The 2024 Nobel Prize in Physiology or Medicine has been jointly awarded to Victor Ambros and Gary Ruvkun for their discovery of microRNA – class of tiny RNA molecules governing how gene activity is regulated.
Ambros, now a professor at the University of Massachusetts Chan Medical School, and Ruvkun, a professor at Harvard Medical School and Massachusetts General Hospital, first discovered the new class of RNA in the small worm Caenorhabditis elegans in 1993.
Since then, scientists have learned that gene regulation by microRNA is universal among multicellular organisms, including humans.
Associate Professor Philip Gregory, who leads the Gene Regulation in Cancer Laboratory at the University of South Australia’s Centre for Cancer Biology and has worked in the microRNA field since the mid-2000s, told Cosmos the Nobel Prize award is both well-deserved and a little bit overdue.
“It’s quite a fundamental discovery,” he says. “It showed that there was this completely different way of controlling how cells function, which was not known before.
“And because of that, we can have a much better understanding of how organisms develop, how the [levels of gene expression] within organisms, particularly complex organisms … is very finely tuned.”
It’s estimated that there are almost 200 different cell types in an adult human body. They all contain the same DNA instructions but have wildly different specialised functions. So, how do they manage it?
The key lies in gene regulation, which allows each cell to not only express just the relevant genes, but to tune the level of that expression to adapt to changing conditions in our bodies and environment.

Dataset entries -
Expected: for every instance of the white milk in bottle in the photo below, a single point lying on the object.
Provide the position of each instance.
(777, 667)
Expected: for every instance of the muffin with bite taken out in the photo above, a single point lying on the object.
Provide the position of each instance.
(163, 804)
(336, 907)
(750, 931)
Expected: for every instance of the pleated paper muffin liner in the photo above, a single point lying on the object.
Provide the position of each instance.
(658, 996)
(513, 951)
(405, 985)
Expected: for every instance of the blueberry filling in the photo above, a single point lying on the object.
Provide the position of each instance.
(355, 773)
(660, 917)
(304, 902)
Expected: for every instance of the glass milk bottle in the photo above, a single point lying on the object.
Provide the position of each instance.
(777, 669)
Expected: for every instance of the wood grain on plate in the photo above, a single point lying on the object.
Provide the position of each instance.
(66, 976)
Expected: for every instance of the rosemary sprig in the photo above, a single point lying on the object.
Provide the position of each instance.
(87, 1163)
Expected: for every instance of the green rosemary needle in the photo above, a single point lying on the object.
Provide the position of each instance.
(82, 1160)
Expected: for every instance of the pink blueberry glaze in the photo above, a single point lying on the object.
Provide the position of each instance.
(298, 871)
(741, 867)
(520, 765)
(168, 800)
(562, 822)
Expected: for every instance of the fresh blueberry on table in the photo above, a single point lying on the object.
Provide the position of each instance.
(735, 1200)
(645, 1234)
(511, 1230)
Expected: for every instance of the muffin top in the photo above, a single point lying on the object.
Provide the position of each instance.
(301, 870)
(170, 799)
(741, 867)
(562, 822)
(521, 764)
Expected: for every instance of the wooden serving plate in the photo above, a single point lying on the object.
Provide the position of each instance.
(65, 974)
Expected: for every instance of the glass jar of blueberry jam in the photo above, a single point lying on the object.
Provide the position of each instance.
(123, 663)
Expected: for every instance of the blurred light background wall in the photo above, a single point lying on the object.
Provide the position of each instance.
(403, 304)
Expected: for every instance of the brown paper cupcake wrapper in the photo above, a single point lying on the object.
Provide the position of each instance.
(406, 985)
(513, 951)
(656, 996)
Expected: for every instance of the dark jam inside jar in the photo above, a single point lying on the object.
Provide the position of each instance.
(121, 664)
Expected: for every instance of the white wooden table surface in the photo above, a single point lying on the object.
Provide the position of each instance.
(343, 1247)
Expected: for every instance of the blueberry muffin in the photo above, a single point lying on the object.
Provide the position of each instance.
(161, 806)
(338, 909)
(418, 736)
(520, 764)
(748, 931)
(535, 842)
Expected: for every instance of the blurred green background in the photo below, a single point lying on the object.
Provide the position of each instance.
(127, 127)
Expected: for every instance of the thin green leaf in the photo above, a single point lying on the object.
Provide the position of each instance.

ASSIGNMENT A -
According to the Nobel Prize article, how can the cells of an adult human body have very different specialized functions when they all contain the same DNA instructions?
ASSIGNMENT B -
Decide whether each statement agrees with the Nobel Prize article. Answer yes or no, and quote the words that settle it.
(i) Victor Ambros is a professor at Harvard Medical School.
(ii) MicroRNA was first discovered in the worm Caenorhabditis elegans in 1993.
(iii) Philip Gregory considers the award somewhat late.
ASSIGNMENT C -
Answer these questions from the Nobel Prize article.
(i) Which laboratory does Philip Gregory lead?
(ii) Roughly how many different cell types are estimated to be in an adult human body?
(iii) Among which organisms is gene regulation by microRNA universal?

ANSWER SECTION A -
Gene regulation makes this possible. It lets each cell express only the genes relevant to it. It also lets the cell tune how strongly those genes are expressed, so it can adapt to changing conditions in the body and the environment.

ANSWER SECTION B -
(i) No: "Ambros, now a professor at the University of Massachusetts Chan Medical School"
(ii) Yes: "first discovered the new class of RNA in the small worm Caenorhabditis elegans in 1993"
(iii) Yes: "the Nobel Prize award is both well-deserved and a little bit overdue"

ANSWER SECTION C -
(i) The Gene Regulation in Cancer Laboratory at the University of South Australia's Centre for Cancer Biology
(ii) Almost 200
(iii) Multicellular organisms, including humans